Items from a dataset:
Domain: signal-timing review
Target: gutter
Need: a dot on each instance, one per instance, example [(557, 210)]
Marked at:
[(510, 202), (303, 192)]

DIRECTION –
Please rewrite the listing above, replacing "gutter" with "curb" wherever it appears and keeping everything else the same.

TASK OUTPUT –
Domain: signal-timing review
Target: curb
Need: a dot on each instance, one per instance, example [(557, 210)]
Marked at:
[(510, 202), (303, 192)]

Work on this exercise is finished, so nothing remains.